Point-per-instance localization data
--------------------------------
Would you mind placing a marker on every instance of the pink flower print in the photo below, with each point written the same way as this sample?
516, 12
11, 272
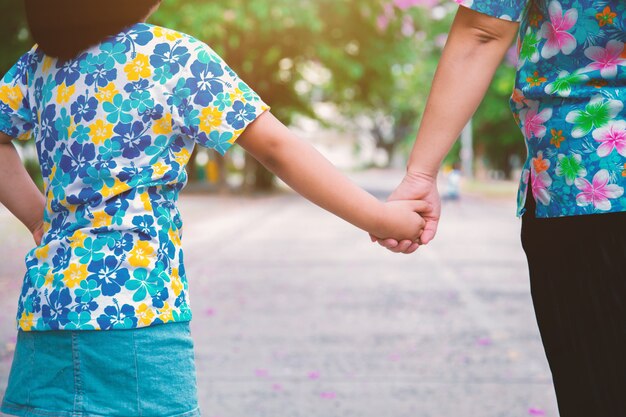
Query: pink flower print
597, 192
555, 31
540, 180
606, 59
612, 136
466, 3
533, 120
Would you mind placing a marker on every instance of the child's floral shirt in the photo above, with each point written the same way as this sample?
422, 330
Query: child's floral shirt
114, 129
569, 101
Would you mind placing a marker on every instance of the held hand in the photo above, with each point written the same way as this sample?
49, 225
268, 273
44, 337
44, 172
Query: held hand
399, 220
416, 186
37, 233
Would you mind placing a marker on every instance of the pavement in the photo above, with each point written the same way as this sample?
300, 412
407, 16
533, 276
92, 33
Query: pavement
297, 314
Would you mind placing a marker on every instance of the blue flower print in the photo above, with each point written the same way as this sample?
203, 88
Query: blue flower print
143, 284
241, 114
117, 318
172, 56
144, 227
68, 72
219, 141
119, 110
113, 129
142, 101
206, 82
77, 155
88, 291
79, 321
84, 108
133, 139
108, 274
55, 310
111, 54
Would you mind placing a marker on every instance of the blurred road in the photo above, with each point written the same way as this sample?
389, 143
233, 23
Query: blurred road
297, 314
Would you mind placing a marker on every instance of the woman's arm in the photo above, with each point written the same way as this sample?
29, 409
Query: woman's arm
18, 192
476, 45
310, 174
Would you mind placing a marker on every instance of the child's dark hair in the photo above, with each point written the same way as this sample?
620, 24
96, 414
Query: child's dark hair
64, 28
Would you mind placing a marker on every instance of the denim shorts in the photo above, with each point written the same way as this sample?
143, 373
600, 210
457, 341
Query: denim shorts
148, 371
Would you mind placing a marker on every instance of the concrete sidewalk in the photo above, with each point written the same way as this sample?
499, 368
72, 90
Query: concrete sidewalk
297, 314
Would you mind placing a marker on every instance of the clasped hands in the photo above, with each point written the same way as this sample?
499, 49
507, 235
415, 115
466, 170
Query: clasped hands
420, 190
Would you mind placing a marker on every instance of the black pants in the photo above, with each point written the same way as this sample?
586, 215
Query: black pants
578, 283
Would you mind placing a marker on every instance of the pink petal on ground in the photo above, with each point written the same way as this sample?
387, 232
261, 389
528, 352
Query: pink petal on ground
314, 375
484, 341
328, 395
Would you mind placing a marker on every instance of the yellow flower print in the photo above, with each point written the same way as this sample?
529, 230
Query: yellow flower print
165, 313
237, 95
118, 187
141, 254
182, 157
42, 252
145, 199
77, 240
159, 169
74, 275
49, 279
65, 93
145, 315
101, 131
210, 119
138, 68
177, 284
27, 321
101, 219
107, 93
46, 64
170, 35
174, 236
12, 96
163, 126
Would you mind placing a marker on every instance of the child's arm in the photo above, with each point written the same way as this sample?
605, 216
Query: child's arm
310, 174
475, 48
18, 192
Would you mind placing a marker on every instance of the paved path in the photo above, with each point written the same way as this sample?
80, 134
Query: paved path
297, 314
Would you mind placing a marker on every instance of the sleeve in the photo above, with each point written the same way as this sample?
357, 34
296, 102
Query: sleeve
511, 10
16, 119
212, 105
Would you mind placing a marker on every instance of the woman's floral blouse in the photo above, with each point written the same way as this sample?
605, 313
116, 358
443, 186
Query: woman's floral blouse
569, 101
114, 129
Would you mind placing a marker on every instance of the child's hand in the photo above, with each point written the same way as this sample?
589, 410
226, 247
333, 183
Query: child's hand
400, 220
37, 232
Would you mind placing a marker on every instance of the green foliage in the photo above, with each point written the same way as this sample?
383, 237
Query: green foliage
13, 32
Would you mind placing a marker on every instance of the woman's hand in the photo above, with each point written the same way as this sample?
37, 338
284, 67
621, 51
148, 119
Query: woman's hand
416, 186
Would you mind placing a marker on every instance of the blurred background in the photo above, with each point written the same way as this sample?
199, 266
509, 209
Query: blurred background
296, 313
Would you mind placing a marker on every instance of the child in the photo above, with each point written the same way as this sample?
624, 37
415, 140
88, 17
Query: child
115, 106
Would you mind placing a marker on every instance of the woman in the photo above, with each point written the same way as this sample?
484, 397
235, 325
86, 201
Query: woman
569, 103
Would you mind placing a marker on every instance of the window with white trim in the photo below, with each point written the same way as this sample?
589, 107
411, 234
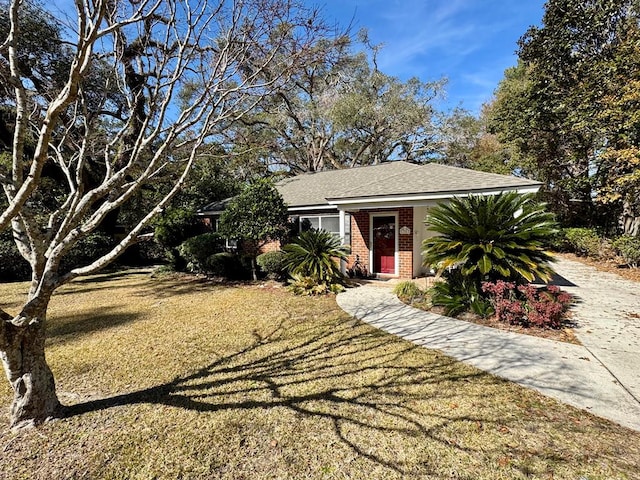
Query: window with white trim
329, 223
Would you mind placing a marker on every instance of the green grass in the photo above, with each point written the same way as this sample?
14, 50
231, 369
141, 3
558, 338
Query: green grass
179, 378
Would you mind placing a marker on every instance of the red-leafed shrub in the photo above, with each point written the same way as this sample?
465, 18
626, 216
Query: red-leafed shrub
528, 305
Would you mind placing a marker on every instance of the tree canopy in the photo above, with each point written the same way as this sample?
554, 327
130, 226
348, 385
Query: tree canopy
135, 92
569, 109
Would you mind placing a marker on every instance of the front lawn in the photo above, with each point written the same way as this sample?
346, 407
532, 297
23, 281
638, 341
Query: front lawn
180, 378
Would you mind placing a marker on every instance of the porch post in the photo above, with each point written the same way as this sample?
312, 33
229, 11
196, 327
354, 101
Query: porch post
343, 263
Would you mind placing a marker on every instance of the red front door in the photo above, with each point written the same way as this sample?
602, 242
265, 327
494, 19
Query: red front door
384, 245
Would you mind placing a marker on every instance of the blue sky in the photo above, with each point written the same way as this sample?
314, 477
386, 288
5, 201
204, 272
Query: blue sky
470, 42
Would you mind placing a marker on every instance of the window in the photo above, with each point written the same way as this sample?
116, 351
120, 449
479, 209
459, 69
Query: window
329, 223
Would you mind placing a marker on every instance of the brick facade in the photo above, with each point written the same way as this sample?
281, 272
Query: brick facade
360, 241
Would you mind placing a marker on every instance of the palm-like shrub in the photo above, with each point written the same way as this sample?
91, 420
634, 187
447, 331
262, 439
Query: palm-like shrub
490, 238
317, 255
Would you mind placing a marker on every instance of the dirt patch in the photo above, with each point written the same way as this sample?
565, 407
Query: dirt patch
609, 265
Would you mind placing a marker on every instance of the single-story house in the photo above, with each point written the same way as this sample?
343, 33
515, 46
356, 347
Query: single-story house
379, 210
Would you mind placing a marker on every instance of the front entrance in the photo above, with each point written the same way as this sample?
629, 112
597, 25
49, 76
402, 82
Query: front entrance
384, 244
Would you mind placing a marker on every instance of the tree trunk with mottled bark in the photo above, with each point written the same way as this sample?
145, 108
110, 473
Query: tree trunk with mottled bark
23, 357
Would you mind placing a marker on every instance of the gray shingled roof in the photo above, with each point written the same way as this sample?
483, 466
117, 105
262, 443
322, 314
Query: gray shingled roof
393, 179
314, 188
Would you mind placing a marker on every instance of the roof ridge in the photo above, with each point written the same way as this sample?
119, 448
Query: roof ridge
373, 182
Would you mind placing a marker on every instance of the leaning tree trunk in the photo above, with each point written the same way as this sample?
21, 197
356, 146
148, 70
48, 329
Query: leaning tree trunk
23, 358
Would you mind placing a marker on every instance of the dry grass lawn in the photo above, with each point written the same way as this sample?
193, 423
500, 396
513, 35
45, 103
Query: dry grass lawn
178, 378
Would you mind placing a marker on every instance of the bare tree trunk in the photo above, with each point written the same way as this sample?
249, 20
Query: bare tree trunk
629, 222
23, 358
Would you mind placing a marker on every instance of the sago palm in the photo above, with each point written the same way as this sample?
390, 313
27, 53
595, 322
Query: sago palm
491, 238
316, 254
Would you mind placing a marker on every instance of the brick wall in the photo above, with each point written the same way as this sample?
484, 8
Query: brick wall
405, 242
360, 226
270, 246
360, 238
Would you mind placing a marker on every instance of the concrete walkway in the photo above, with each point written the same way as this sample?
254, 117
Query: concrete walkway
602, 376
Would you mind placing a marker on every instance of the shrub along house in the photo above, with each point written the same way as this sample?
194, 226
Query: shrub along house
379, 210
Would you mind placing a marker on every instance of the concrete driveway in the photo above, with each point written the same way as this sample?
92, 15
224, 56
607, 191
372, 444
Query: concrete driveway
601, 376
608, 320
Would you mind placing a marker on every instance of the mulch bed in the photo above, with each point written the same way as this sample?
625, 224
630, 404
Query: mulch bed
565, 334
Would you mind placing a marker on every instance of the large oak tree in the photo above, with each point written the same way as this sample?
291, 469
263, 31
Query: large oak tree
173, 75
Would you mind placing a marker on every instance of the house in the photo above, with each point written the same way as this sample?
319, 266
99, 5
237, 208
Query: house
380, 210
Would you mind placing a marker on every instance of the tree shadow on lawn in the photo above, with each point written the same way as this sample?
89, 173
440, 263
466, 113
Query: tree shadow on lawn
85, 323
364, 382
--------------------------------
= WHAT IS BEING ASKED =
Your answer should be each line from the entries that includes the string "below".

= OUTPUT FOR THIS EXERCISE =
Would you mind placing a marker on every instance of the pink flower print in the photo below, with each point written the same way as this sample?
Would you mind placing a marker on every instance of the window with white trim in the photo below, with each point written the same way as this sample?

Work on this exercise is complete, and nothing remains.